[Instructions]:
1. In the blog post on AI research and trade-based money laundering, what was the amount of the defamation judgment entered against Mike Lindell?
2. Translate this sentence from the blog post into Spanish: "Check your AI results, please, every time."
3. Retype the part of the blog post that opens with the words containing "The judge ruled" and closes with "their law licenses.".

Friday, March 27, 2026

DISTRICT JUDGE: YOU HAVE A "FUNDAMENTAL DUTY" TO CONFIRM YOUR AI RESEARCH, OR THERE WILL BE CONSEQUENCES.



Buried towards the end of the latest court ruling in the $2m judgment for Defamation, entered against MY PILLOW owner, MIKE LINDELL, is a scathing attack on Lindell's attorneys, who used AI for research, and failed to check what the program gave them as legal authority, when they cited it to the Court. The trial Judge pointed out the serious factual errors, regarding the court decision they cited. See the portion attached hereto.

The judge ruled that they had a FUNDAMENTAL DUTY to check all the material that artificial intelligence they proffered to the Court, and it appears that their negligence will possibly result in sanctions where they hold their law licenses.

Compliance officers, when you use AI to conduct due diligence, ALWAYS check the results independently through a known, trusted resource. Failing that,, you could approve or disapprove a new client, based upon fictitious "information," which might come back and bite you, and your bank, later. Check your AI results, please, every time.








A FORMER CAREER MONEY LAUNDERER EXPLAINS IT ALL REGARDING SUCCESS IN TRADE-BASED MONEY LAUNDERING


Inasmuch as most compliance professionals don't have a lifetime of experience in the identification of trade-based money laundering, like AVRAAM DEMETRIOU, I believe it is important for frontline compliance officers to understand how competent their TBML adversaries are, so that they govern themselves accordingly. Otherwise, the deck is, frankly, stacked against them.

First of all, many laundrymen who engage in trade-based money laundering have prior relevant industry experience, which affords them distinct advantages over bank compliance officers tasked with the identification of TBML. I remember attending an emergency Saturday hearing in Federal Court as a young bank lawyer, where it quickly became apparent that my opposing counsel had an extensive shipping background. Lawyers and accountants who have worked for freight forwarders, shipping lines, or law firms that handle maritime matters exclusively possess a familiarity with the industry that young compliance officers are sorely lacking, as they are dealing with a wide variety of client businesses.

[Recorded data]:
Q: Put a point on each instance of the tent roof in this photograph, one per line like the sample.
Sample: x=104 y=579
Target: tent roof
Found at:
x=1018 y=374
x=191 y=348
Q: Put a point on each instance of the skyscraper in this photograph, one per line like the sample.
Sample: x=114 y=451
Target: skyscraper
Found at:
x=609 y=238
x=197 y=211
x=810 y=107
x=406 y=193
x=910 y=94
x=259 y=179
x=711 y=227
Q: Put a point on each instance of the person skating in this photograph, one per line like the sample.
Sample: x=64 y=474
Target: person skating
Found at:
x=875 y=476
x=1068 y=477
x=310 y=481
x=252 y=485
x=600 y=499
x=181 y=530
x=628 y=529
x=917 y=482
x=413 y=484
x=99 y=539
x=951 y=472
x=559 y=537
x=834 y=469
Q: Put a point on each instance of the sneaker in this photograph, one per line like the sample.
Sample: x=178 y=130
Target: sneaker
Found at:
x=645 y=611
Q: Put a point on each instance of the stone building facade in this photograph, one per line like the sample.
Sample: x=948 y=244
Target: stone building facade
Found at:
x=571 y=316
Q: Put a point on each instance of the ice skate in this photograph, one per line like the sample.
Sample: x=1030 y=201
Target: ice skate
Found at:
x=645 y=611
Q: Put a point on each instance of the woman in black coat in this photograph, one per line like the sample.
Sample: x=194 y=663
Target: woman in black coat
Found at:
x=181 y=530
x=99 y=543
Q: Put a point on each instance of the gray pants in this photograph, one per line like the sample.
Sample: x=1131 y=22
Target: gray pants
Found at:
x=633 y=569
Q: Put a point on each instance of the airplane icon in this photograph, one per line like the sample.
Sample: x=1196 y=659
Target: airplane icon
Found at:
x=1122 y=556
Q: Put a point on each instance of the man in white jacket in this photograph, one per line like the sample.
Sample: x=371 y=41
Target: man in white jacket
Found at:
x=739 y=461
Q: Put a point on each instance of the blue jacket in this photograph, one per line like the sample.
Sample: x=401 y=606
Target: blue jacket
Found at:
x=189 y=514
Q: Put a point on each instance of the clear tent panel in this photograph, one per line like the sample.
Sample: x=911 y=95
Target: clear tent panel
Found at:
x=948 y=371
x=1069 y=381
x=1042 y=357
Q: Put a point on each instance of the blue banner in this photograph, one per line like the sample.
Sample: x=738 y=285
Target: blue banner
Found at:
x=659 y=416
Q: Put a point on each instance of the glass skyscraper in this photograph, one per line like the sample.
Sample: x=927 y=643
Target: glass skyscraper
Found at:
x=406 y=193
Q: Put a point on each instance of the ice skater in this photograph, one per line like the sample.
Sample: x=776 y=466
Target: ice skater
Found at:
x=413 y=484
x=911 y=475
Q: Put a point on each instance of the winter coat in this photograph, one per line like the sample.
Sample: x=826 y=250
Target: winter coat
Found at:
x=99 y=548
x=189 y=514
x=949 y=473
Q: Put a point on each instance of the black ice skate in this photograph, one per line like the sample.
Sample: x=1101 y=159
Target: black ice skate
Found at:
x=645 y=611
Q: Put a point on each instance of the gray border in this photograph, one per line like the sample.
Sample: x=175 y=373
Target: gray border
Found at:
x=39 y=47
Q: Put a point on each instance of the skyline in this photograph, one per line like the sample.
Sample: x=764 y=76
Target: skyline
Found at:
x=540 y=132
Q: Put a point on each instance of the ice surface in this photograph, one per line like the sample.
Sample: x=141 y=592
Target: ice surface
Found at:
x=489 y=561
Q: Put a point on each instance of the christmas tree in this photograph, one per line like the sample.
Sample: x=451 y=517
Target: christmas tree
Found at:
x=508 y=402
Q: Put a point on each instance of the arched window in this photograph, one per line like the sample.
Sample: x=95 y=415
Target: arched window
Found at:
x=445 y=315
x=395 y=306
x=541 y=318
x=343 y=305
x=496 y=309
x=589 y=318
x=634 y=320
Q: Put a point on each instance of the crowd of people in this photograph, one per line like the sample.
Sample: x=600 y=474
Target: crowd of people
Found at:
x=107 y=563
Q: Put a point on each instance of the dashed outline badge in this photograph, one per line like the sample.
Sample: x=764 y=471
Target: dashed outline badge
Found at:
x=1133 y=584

* * *

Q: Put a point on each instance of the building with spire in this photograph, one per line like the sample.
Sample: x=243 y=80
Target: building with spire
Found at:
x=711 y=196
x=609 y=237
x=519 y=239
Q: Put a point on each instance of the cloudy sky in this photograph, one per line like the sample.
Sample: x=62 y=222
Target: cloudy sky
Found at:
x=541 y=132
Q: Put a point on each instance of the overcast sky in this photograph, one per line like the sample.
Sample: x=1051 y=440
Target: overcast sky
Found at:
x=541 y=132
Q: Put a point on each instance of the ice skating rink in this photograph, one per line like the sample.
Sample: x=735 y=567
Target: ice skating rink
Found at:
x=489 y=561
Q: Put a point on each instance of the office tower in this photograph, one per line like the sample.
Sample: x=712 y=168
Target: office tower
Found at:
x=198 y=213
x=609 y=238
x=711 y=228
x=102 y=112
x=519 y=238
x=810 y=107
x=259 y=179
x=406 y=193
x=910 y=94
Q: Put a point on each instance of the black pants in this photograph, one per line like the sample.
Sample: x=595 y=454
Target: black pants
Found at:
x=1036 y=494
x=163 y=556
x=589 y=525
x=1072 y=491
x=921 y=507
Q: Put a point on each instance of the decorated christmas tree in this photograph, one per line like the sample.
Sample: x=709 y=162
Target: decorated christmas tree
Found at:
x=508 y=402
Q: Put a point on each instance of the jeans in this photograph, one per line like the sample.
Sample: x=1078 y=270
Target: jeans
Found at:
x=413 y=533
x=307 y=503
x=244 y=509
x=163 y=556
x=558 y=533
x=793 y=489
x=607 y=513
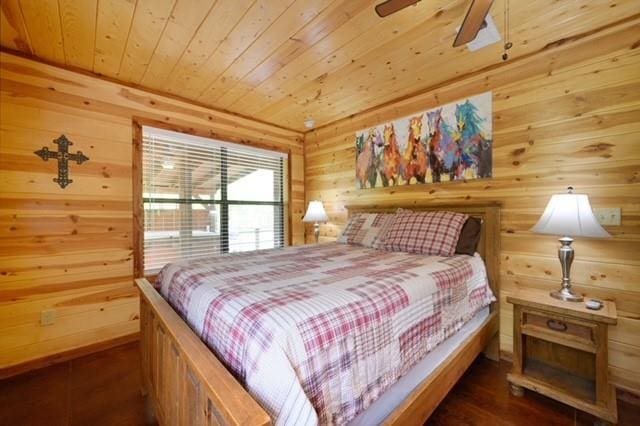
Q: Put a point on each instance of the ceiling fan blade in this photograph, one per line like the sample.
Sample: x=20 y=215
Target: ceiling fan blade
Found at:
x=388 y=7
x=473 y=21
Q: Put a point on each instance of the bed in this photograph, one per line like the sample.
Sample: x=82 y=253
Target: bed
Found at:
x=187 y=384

[Results of the exercise]:
1. $2 million.

2. Verifique sus resultados de IA, por favor, cada vez.

3.
The judge ruled that they had a FUNDAMENTAL DUTY to check all the material that artificial intelligence they proffered to the Court, and it appears that their negligence will possibly result in sanctions where they hold their law licenses.